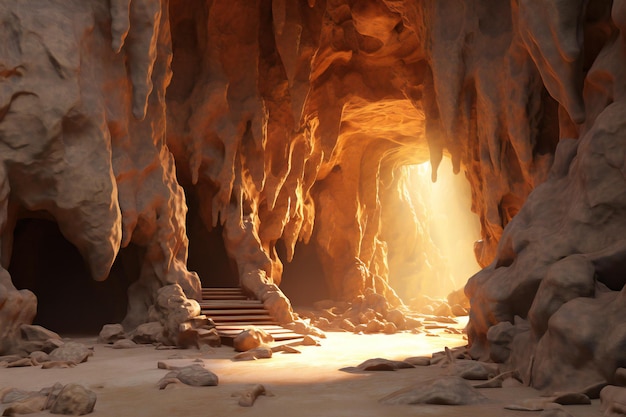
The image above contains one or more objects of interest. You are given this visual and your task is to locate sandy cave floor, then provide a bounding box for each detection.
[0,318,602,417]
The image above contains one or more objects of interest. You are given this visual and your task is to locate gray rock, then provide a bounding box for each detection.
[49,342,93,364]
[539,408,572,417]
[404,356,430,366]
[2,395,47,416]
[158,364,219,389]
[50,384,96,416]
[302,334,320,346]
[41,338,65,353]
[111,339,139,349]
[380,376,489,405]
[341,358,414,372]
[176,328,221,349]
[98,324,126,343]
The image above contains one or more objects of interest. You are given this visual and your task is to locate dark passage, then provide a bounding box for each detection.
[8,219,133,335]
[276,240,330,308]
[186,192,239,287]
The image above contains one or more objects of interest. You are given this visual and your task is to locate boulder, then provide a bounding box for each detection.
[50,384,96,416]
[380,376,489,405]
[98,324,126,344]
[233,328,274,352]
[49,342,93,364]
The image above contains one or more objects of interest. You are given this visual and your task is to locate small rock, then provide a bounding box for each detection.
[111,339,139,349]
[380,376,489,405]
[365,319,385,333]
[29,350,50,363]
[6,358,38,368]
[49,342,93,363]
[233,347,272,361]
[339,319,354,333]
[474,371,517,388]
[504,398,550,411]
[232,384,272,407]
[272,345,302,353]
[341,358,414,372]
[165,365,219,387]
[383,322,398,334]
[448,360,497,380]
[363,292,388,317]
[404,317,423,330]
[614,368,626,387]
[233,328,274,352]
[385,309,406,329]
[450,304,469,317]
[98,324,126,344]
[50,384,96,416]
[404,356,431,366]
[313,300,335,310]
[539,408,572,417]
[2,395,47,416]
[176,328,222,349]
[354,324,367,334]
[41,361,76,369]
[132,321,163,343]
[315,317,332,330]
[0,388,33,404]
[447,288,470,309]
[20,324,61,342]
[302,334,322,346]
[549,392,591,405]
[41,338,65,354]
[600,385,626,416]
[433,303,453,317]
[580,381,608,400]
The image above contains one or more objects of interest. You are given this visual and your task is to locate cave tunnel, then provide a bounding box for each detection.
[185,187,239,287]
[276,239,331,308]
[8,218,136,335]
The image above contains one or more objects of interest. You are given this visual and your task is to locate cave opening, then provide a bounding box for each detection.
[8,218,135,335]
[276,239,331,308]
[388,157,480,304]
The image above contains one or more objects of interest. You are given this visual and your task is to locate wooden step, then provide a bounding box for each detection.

** EXERCISE BRIEF **
Reproduce the lines from the one containing "locate boulder, then" through the end of the listing, both ends included, changing "cave tunnel" to "cave corridor" and leaving everything else untouched.

** WRITTEN SOLUTION **
The image above contains one or more objects of interest. You are given this visual and your task is to locate boulder, then provide a bounding box for each detection.
[50,384,96,416]
[380,376,489,405]
[98,324,126,344]
[233,328,274,352]
[49,342,93,364]
The image above contains one or more objects of interest. You are given this visual and your task is to locate small rock, then provide a bounding box for each detection.
[111,339,139,349]
[380,376,489,405]
[365,319,385,333]
[29,350,50,363]
[6,358,38,368]
[49,342,93,363]
[233,347,272,361]
[339,319,354,333]
[474,371,517,388]
[504,398,550,411]
[232,384,272,407]
[272,345,302,353]
[341,358,414,372]
[165,365,219,387]
[383,322,398,334]
[448,360,497,380]
[363,292,388,317]
[404,317,423,330]
[614,368,626,387]
[233,328,274,352]
[385,309,406,329]
[450,304,469,317]
[98,324,126,344]
[50,384,96,416]
[404,356,431,366]
[313,300,335,310]
[539,408,572,417]
[2,395,47,416]
[176,328,222,349]
[354,324,367,334]
[41,361,76,369]
[132,321,163,343]
[315,317,332,330]
[0,388,33,404]
[447,288,470,309]
[20,324,61,342]
[302,334,322,346]
[549,392,591,405]
[41,338,65,354]
[600,385,626,416]
[433,303,453,317]
[580,381,608,400]
The image above contains one or more objects of interest. You are given this visual and your task is to locate cave corridor, then provide a bounding box for each detection.
[185,187,239,287]
[276,239,331,308]
[8,218,136,335]
The image above contains one or more objects of interest. You are given this visual and your task is to locate cave opening, then provide a bounding box for each detection.
[8,218,135,335]
[276,239,331,308]
[388,157,480,304]
The image above contains one or more objects of interest. You are given this visual and your task is to locate wooden step, then provide a bounding box for each detection.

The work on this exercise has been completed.